** Try it **
Reproduce the records below in their entirety, character for character.

** Available data **
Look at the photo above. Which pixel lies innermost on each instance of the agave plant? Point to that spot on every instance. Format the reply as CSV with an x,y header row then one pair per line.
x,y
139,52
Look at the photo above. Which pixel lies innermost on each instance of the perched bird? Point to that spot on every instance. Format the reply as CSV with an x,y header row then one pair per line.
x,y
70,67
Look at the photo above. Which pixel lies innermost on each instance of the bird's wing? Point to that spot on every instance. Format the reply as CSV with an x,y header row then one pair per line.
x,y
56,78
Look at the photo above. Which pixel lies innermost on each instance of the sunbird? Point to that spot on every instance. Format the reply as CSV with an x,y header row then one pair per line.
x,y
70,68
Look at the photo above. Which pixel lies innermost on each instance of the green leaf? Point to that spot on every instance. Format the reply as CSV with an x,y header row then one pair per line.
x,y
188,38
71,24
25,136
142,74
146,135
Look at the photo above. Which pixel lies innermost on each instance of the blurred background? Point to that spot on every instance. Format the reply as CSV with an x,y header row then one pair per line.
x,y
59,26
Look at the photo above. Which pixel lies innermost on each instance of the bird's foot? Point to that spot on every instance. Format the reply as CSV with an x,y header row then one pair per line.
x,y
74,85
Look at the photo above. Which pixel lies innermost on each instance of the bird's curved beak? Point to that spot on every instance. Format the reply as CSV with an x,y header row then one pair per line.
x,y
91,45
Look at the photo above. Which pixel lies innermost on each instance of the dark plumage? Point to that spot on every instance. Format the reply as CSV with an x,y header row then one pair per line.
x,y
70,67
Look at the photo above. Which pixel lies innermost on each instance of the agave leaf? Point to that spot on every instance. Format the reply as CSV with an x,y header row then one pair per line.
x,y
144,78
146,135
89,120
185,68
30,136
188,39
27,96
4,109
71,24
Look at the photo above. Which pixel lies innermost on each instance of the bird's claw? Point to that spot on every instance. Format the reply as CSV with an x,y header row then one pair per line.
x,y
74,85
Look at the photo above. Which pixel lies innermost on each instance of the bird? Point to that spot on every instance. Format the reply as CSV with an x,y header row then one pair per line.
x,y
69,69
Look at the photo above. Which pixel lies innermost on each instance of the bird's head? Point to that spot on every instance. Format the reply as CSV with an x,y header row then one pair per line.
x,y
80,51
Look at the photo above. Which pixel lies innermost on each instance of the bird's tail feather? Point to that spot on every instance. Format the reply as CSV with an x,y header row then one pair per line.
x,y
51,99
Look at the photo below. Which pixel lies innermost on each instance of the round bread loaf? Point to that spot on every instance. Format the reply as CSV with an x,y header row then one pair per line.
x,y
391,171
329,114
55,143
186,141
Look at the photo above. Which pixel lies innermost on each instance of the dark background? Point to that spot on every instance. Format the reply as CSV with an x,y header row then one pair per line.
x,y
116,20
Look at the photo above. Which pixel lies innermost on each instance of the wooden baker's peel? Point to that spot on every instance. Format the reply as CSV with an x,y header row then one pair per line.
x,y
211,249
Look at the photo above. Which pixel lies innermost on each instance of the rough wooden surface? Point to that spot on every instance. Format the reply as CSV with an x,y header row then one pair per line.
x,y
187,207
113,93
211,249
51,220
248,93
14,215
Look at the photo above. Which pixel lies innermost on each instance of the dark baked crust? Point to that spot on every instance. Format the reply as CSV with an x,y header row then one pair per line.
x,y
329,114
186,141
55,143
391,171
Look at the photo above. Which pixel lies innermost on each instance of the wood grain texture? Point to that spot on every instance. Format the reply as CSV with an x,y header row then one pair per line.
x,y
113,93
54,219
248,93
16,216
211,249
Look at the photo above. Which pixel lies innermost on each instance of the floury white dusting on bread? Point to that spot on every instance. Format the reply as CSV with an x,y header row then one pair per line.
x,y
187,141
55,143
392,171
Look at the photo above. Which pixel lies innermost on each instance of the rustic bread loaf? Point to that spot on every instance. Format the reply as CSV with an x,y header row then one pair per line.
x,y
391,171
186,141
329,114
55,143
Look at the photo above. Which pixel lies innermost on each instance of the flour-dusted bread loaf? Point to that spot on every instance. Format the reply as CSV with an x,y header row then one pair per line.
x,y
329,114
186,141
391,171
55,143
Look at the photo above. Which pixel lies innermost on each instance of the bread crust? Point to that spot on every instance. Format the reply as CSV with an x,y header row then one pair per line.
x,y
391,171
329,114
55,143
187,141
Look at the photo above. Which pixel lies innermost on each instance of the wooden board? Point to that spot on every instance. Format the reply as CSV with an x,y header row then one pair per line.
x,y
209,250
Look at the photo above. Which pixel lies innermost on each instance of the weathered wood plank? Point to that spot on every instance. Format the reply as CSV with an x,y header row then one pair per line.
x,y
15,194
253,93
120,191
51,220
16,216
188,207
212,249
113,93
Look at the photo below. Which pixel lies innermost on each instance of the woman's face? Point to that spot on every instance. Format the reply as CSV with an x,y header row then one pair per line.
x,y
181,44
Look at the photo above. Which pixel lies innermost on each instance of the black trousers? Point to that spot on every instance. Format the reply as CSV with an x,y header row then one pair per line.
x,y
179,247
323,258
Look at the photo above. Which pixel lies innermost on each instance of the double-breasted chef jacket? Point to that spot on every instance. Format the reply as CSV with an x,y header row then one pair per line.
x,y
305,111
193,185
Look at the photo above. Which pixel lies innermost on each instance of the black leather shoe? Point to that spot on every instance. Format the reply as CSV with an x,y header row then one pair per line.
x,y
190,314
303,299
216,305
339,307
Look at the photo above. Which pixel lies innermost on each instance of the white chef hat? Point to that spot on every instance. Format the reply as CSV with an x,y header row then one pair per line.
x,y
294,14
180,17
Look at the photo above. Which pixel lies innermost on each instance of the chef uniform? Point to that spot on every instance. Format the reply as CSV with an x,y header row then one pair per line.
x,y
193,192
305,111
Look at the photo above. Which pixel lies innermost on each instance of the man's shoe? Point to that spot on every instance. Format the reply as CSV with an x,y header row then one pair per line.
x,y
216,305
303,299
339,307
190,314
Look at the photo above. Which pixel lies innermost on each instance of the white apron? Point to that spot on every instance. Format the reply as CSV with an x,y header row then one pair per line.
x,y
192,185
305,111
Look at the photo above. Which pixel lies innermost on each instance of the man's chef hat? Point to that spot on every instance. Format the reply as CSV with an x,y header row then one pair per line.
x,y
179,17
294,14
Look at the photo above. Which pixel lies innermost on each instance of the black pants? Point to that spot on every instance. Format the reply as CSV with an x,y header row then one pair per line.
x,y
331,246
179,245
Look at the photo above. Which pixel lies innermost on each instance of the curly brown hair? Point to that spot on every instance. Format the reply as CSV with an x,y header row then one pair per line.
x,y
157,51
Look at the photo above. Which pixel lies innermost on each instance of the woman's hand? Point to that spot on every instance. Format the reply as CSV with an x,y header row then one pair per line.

** The completed task **
Look at the photo above. Which pixel lies innermost on each instance of the agave plant? Point to that spot on every instance. Format the reply as CSV with an x,y header row then one pair per line.
x,y
139,52
Look at the photo above. Which pixel lies innermost on each instance of the perched bird? Point to that spot on every instance. Format the reply as CSV with an x,y header row then one pair per line.
x,y
70,67
Look at the photo above. Which pixel lies innermost on each instance of the bird's wing? Point to that spot on every instance. Format the reply as CSV with an x,y header row then one pair per line.
x,y
56,78
Look at the photo above. Which pixel lies innermost on each instance of the sunbird? Point to that spot on every instance. Format the reply as CSV with an x,y header row then one pair per line.
x,y
70,68
Look at the photo above. Which pixel lies innermost on each instance of the green leaf? Point to that spot on every instance. Format the reply as CSV with an x,y header row then one pair per line.
x,y
188,38
71,24
25,136
142,74
146,135
Look at the photo above. Which pixel lies innermost on each instance of the blurred background? Point to that spot on every instance. Format the reply as CSV with an x,y header row then one pair per line.
x,y
59,26
Look at the photo above. Which pixel lies innermost on each instance of the bird's foot? Point to that spot on every instance. Format the reply as CSV with an x,y header row then one pair per line.
x,y
74,85
Look at the photo above. Which pixel lies innermost on each instance of the bird's curved beak? Point to that spot on every instance. Format the reply as CSV with an x,y header row then one pair per line.
x,y
91,45
Look at the photo above. Which pixel lies innermost on each instance of the dark plumage? Point to that spot on every instance. Format the reply as CSV with an x,y header row then one pair per line.
x,y
70,67
Look at the photo above. Which pixel lies innermost on each instance of the agave leaf? Point to that spot on every instance. Format the reply as CSV with an x,y header row then one pair per line.
x,y
144,78
146,135
89,120
185,68
30,136
188,39
27,96
4,109
71,24
Look at the photo above. Which pixel lies innermost on each instance of the bird's claw? Point to that spot on every instance. Format the reply as CSV with an x,y header row then one pair per line.
x,y
74,85
Look at the photo above. Which pixel lies innermost on each instance of the bird? Point to that spot on every instance. Format the reply as CSV with an x,y header row then one pair per line.
x,y
69,69
Look at the photo above. Which pixel lies innermost on each instance of the bird's head? Point to that spot on every instance. Format the reply as CSV with an x,y header row then one pair per line.
x,y
80,51
Look at the photo above. Which pixel lies innermost on each instance of the bird's tail feather? Point to that spot on every instance. Format the reply as CSV with an x,y header row then one pair per line.
x,y
51,99
Look at the photo below. Which pixel lies innermost on each instance of the round bread loaf? Point to that spot on every instance. Format the reply as CSV with an x,y header row then one pair per line.
x,y
391,171
329,114
55,143
186,141
Look at the photo above. Which pixel lies innermost on each instance of the dark background? Point to that spot on every instance. Format the reply as CSV with an x,y header row then one pair per line.
x,y
116,20
Look at the photo above. Which pixel lies innermost on each instance of the wooden baker's peel? Point to that spot on every instance. Format the reply as CSV with an x,y header row then one pair per line.
x,y
211,249
Look at the photo above. Which pixel lies innermost on each instance of the rough wooden surface? Point to that spot on every instance. Format the reply as CSV with an x,y header row then one pair per line.
x,y
187,207
113,93
211,249
51,220
248,93
14,215
Look at the photo above. Which pixel lies innermost on each instance of the dark baked crust? Point to that spot on every instance. Format the reply as CSV with an x,y header row then one pair per line.
x,y
329,114
186,141
55,143
391,171
Look at the photo above. Which pixel lies innermost on each instance of the wood grain texture? Point to that spot on every instance. Format the reply as CSV with an x,y header row then one pair per line.
x,y
113,93
54,219
248,93
16,216
211,249
Look at the photo above. Which pixel lies innermost on each instance of the floury white dusting on bread? Point to that spot on every instance. Format the reply as CSV with an x,y header row then one pair per line.
x,y
187,141
55,143
392,171
Look at the photo above. Which pixel lies innermost on each instance of the rustic bread loaf? Point to that spot on every instance. Format the reply as CSV with an x,y header row then one pair per line.
x,y
391,171
186,141
329,114
55,143
Look at the photo above. Which pixel lies innermost on each instance of the flour-dusted bread loaf? Point to that spot on every instance. Format the reply as CSV with an x,y header row then one pair per line.
x,y
329,114
186,141
391,171
55,143
Look at the photo above. Which pixel lies innermost on each instance of the bread crust? Point to that spot on every instance. Format the reply as CSV with an x,y header row then one pair per line.
x,y
391,171
329,114
55,143
187,141
Look at the photo above. Which pixel lies innermost on each instance of the wooden board? Point to that spot on every instance. Format the reply as CSV with an x,y header row then one pair per line.
x,y
209,250
Look at the photo above. Which pixel lies innermost on each instance of the weathered wood plank? Point to that spot on every instance. Format the reply as CSV with an x,y header row then one pair per line.
x,y
15,194
253,93
120,191
51,220
16,216
188,207
212,249
113,93
Look at the photo below. Which pixel lies innermost on each instance of the woman's face? Point to that spot on every instance. Format the reply as CSV with an x,y header row then one pair per line.
x,y
181,44
Look at the photo above. Which pixel lies innermost on each instance of the black trousers? Point to that spot on every instance. Format the reply as CSV with an x,y header row then one pair per line.
x,y
179,247
323,258
Look at the photo above. Which pixel lies innermost on each instance of the double-breasted chef jacket? Point to that spot on every instance. Format the reply as CSV with an x,y header row then one pair per line.
x,y
305,111
193,185
Look at the photo above. Which pixel lies innermost on each instance of the black leather shoe? Point to that spot on every instance. Format the reply as CSV with an x,y header row then one pair per line.
x,y
190,314
303,299
216,305
339,307
Look at the photo above. Which pixel lies innermost on each instance of the white chef hat? Point to that spot on every instance. Format the reply as CSV with an x,y header row then one pair per line.
x,y
294,14
180,17
Look at the photo above. Which pixel lies innermost on each instance of the chef uniform? Point to that spot on every instance. Format the reply as CSV with an x,y header row then one pair per line.
x,y
193,192
305,111
Look at the photo above. Which pixel lies innermost on each instance of the man's shoe? Point to that spot on every instance. Format the reply as CSV with an x,y header row then one pair per line.
x,y
216,305
303,299
339,307
190,314
Look at the photo above. Which pixel lies innermost on each instance of the white apron? Point to that spot on every instance. Format the reply as CSV with an x,y header row then one pair per line.
x,y
192,185
305,111
Look at the photo above. Which pixel lies innermost on each instance of the man's chef hat? Point to that spot on every instance. Format the reply as CSV with an x,y header row then one pair per line.
x,y
179,17
294,14
Look at the photo above. Which pixel lies innermost on each instance of the black pants? Point to that spot on every instance. Format the reply as CSV with an x,y header row then one pair per line.
x,y
331,246
179,245
Look at the photo above. Which pixel lies innermost on each instance of the curly brown hair? Point to that spot on every instance. Format the reply as CSV with an x,y header row then one pair per line.
x,y
157,51
Look at the photo above. Which pixel lies innermost on each instance of the woman's hand? Point to that spot on every instance. Format the reply as CSV with an x,y header row then one pair per line.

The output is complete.